Task goal: Echo each of the following entries back without changing anything.

Entries from a pointing dataset:

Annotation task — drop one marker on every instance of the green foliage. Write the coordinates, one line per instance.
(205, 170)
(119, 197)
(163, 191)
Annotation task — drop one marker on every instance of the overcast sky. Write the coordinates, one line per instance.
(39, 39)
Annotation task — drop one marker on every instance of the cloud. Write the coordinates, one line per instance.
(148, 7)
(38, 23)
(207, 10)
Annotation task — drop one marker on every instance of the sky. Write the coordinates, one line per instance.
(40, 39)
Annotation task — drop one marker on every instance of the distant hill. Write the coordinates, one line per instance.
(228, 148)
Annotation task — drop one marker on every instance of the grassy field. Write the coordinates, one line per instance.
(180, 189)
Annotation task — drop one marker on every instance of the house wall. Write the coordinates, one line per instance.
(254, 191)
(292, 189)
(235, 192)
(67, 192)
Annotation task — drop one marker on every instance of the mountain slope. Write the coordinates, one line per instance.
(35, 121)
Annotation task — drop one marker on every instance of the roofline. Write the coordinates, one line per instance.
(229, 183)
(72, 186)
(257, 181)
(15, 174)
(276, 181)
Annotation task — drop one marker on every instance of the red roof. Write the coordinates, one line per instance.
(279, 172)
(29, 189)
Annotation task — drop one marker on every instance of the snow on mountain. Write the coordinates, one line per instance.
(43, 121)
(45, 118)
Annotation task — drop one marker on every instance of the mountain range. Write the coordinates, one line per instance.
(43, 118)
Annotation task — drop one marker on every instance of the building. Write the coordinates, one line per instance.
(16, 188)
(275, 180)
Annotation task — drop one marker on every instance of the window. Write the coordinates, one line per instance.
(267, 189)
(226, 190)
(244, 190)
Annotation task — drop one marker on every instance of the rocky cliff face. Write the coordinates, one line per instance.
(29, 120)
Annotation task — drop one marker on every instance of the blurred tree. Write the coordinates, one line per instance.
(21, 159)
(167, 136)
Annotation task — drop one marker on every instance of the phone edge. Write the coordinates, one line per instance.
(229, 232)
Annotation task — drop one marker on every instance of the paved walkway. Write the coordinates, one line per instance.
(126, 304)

Complete answer:
Annotation task — drop one marker on every instance of the green foliage. Write the coordinates, one line per instance.
(205, 170)
(119, 197)
(163, 191)
Annotation task — drop one marker on every instance of the overcast sky. Write the coordinates, one line per instance.
(39, 39)
Annotation task — drop one marker on every instance of the cloud. Write the coordinates, one line per instance.
(148, 7)
(38, 23)
(207, 10)
Annotation task — drop one marker on every instance of the sky. Write the coordinates, one line per instance.
(40, 39)
Annotation task — drop one marker on every instance of the distant hill. Write the coordinates, one line per instance.
(228, 148)
Annotation task — drop one marker on every instance of the grassy field. Write the coordinates, one line per instance.
(180, 189)
Annotation task — drop one marker on every instance of the house wall. Write the coordinates, one line per instance.
(254, 191)
(292, 189)
(235, 192)
(67, 192)
Annotation task — drop one marker on every instance of the mountain slope. Write the coordinates, one line per instance.
(35, 121)
Annotation task — drop one marker on every instance of the roofline. Write the coordinates, one line per instance.
(229, 183)
(72, 186)
(257, 181)
(15, 174)
(276, 181)
Annotation task — drop one marker on every instance of the red roof. Write the coordinates, one line per instance.
(279, 172)
(29, 189)
Annotation task — drop one marker on every instance of the snow on mountain. Write the coordinates, one line per instance.
(43, 121)
(45, 118)
Annotation task — drop one marker on every instance of the mountain range. Write the coordinates, one line per instance.
(43, 118)
Annotation task — drop one marker on every instance of the building. Write the coordinates, one line per instance.
(16, 188)
(275, 180)
Annotation task — drop one marker on every instance of the window. Write the coordinates, one line per instance.
(267, 189)
(226, 190)
(244, 190)
Annotation task — drop one marker on every instance of the rocky cliff face. Write the coordinates, one line per instance.
(29, 120)
Annotation task — drop one marker on every instance of the blurred tree. Write the coordinates, one line per instance.
(21, 159)
(167, 136)
Annotation task — drop one marker on every instance of the phone edge. Write the coordinates, one line per instance.
(229, 232)
Annotation task — drop one marker on every instance of the paved walkway. Write the coordinates, one line per instance.
(126, 304)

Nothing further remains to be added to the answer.